▶ WORK TO COMPLETE
Rewrite everything in the Bitcoin discussion from "I don't think the" down to "value storage problems.", with "govt" changed to "government".

======== PASSAGE ========

I don't think others will compete against Bitcoin successfully, due to bitcoins network effect. but if I'm wrong, it'll still take years, as a tug of war. plenty of time to switch to the better coin. 15 years in, and no need to change yet. if there's a better coin, it'll probably be a 5 year window of time to switch to that other coin.
I don't think the US govt could have 30% of the hash power. it would take years of acquiring all newly created Asics to put into mining to compete. the US can have the majority of hashpower, but not the govt. that'll take years to get all the new chips. current miners can leave the country if needed. not as important where the miners are centralized as much as who the miners are. right now they aren't govt miners. mining pools on the other hand, are centralized and needs to be addressed. probably by changing the subsidy algorithm to give all miners equal rewards. not just the winner. therefore eliminating pools. ALSO YOU SAID BTC ISNT VALUABLE IF IT CANT BE USED AS MONEY ... being used as money is almost not even important, to me. value STORAGE is the "killer app" of Bitcoin. and it's doing that already. no country really has a money spending problem, they have value storage problems.
The state is not afraid of one more asset like gold, they can integrate it in the financial system they control. Especially not one without any privacy. The state is afraid of us not using their money anymore. ETFs are third parties. Custodial wallets are third parties. Mints are third parties too. Most people who use lightning use it with custodial wallets, which makes it easy to control that as well. Self hosted lightning is a pain in the ass, still. There is a reason why they want to outlaw Monero and let Bitcoin be / integrate it in their system and just KYC the shit out of it.
You sound like you may be American... You also can't expect every member of a battle to be on the front lines. The 3 countries are US, China and North Korea. Think about that. Like it or not America is the land of the fiat and the home of the FED
Amadeus's avatar
Amadeus 1 year ago
Oh I don't blame acinq for pulling out of the US, but it's a symptom of the design of the open source software the network currently runs on. Upgrade the software, change the network and improve the incentives for better outcomes.
You keep saying "not for daily transactions". I never said anything about daily transactions, we have layer 2 for that. My point is that if someone wants to save in BTC they shouldn't have to pay a weeks wages to have the security of layer 1. I mean if it's cheaper to run a node than to do a transaction once a month something seems off.

======== INFORMATION SHOWN ========

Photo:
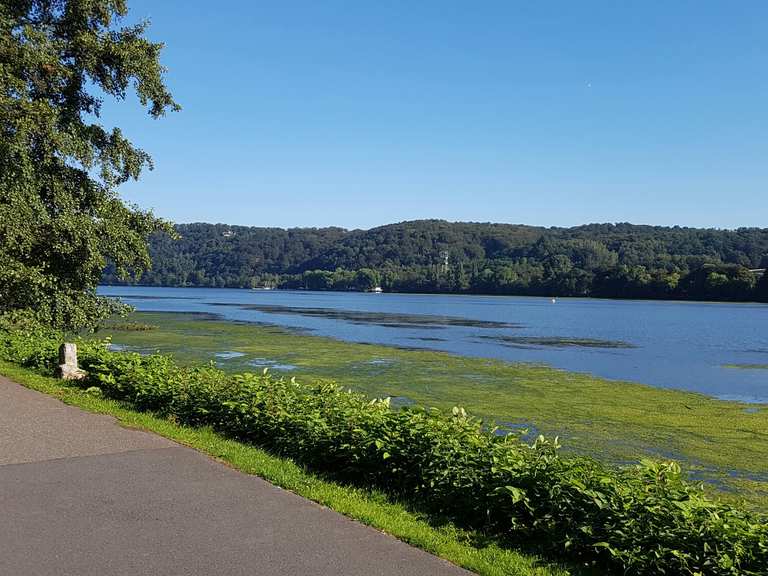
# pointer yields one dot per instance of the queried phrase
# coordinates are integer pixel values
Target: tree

========

▶ TASK RESULT
I don't think the US government could have 30% of the hash power. it would take years of acquiring all newly created Asics to put into mining to compete. the US can have the majority of hashpower, but not the government. that'll take years to get all the new chips. current miners can leave the country if needed. not as important where the miners are centralized as much as who the miners are. right now they aren't government miners. mining pools on the other hand, are centralized and needs to be addressed. probably by changing the subsidy algorithm to give all miners equal rewards. not just the winner. therefore eliminating pools. ALSO YOU SAID BTC ISNT VALUABLE IF IT CANT BE USED AS MONEY ... being used as money is almost not even important, to me. value STORAGE is the "killer app" of Bitcoin. and it's doing that already. no country really has a money spending problem, they have value storage problems.